(Bounding-box records)
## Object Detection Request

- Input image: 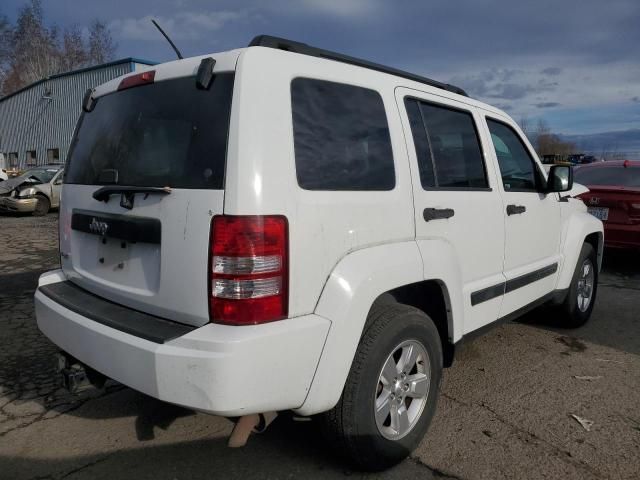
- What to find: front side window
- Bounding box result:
[291,78,395,191]
[487,118,540,192]
[405,98,489,189]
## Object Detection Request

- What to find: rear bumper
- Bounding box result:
[35,270,330,416]
[604,223,640,249]
[0,197,38,213]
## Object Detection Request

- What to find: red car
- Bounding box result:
[574,160,640,249]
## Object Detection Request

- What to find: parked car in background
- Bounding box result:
[574,160,640,248]
[35,36,602,470]
[0,165,64,216]
[567,153,597,165]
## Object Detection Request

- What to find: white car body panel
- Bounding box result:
[35,271,330,416]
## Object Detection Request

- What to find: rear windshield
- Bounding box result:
[574,166,640,187]
[65,73,234,189]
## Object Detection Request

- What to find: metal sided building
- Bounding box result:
[0,58,155,169]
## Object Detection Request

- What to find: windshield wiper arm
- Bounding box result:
[92,185,171,203]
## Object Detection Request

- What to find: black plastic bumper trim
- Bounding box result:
[38,281,197,343]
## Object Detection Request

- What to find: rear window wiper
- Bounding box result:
[92,185,171,208]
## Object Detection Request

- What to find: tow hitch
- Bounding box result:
[55,352,107,393]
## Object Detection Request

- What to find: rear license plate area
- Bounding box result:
[587,207,609,222]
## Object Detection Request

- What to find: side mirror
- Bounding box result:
[547,165,573,192]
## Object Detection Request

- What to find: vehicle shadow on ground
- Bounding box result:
[517,249,640,355]
[0,389,446,479]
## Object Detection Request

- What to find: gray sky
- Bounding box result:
[5,0,640,134]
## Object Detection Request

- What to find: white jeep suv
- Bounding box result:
[35,36,603,469]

Problem statement ->
Express the lines above as a Markdown table with two columns, "Row" for the row number and "Line" for the line itself, and skip the blank lines. Leave the pictures out of your answer.

Task output ->
| Row | Line |
|---|---|
| 1 | ## Object Detection Request |
| 2 | - Input image:  |
| 3 | - What to find: front side window |
| 4 | - Bounding box result: |
| 5 | [291,78,395,191] |
| 6 | [487,118,540,192] |
| 7 | [405,98,489,189] |
| 8 | ## Object Detection Request |
| 9 | - What to find: rear bumper |
| 10 | - Bounding box result: |
| 11 | [35,270,330,416] |
| 12 | [604,223,640,249] |
| 13 | [0,197,38,213] |
| 14 | ## Object Detection Request |
| 15 | - What to find: red car |
| 16 | - Bounding box result: |
| 17 | [574,160,640,249] |
| 18 | ## Object Detection Request |
| 19 | - What to find: parked car in background |
| 20 | - Bounding box result: |
| 21 | [574,160,640,248] |
| 22 | [35,36,602,470] |
| 23 | [0,165,64,216] |
| 24 | [567,153,597,165] |
| 25 | ## Object Detection Request |
| 26 | - What to find: white car body panel |
| 27 | - Bounding box result: |
| 28 | [35,271,330,416] |
| 29 | ## Object Detection Request |
| 30 | - What to find: rear windshield |
| 31 | - Bounding box result: |
| 32 | [574,166,640,187] |
| 33 | [65,73,234,189] |
| 34 | ## Object Detection Request |
| 35 | - What to find: metal sided building |
| 36 | - Bounding box result: |
| 37 | [0,58,155,169] |
| 38 | ## Object Detection Request |
| 39 | - What to find: windshield wiper arm |
| 40 | - Bounding box result: |
| 41 | [92,185,171,203] |
| 42 | ## Object Detection Request |
| 43 | - What to find: black plastic bumper trim |
| 44 | - Bounding box result: |
| 45 | [38,281,197,343] |
| 46 | ## Object Detection Request |
| 47 | - What to find: rear window wiper |
| 48 | - Bounding box result: |
| 49 | [92,185,171,208] |
| 50 | ## Object Detection Request |
| 51 | - What to find: tow hitch |
| 52 | - Bounding box result: |
| 53 | [55,352,107,393] |
| 54 | ## Object Detection Request |
| 55 | - What to find: rear license plate area |
| 56 | - Bounding box result: |
| 57 | [587,207,609,222] |
| 58 | ## Object Detection Request |
| 59 | - What to find: side mirror |
| 60 | - Bounding box result: |
| 61 | [547,165,573,192] |
| 62 | ## Object Detection Request |
| 63 | - What to find: vehicle shadow on ground |
| 64 | - Bounding box result: |
| 65 | [517,249,640,355] |
| 66 | [0,389,446,479] |
| 67 | ## Object Detection Request |
| 68 | - What to find: gray sky |
| 69 | - Bounding box result: |
| 70 | [5,0,640,134] |
| 71 | ## Object Detection Request |
| 72 | - What to find: white jeep suv |
| 73 | - Bounding box result: |
| 74 | [35,36,603,469] |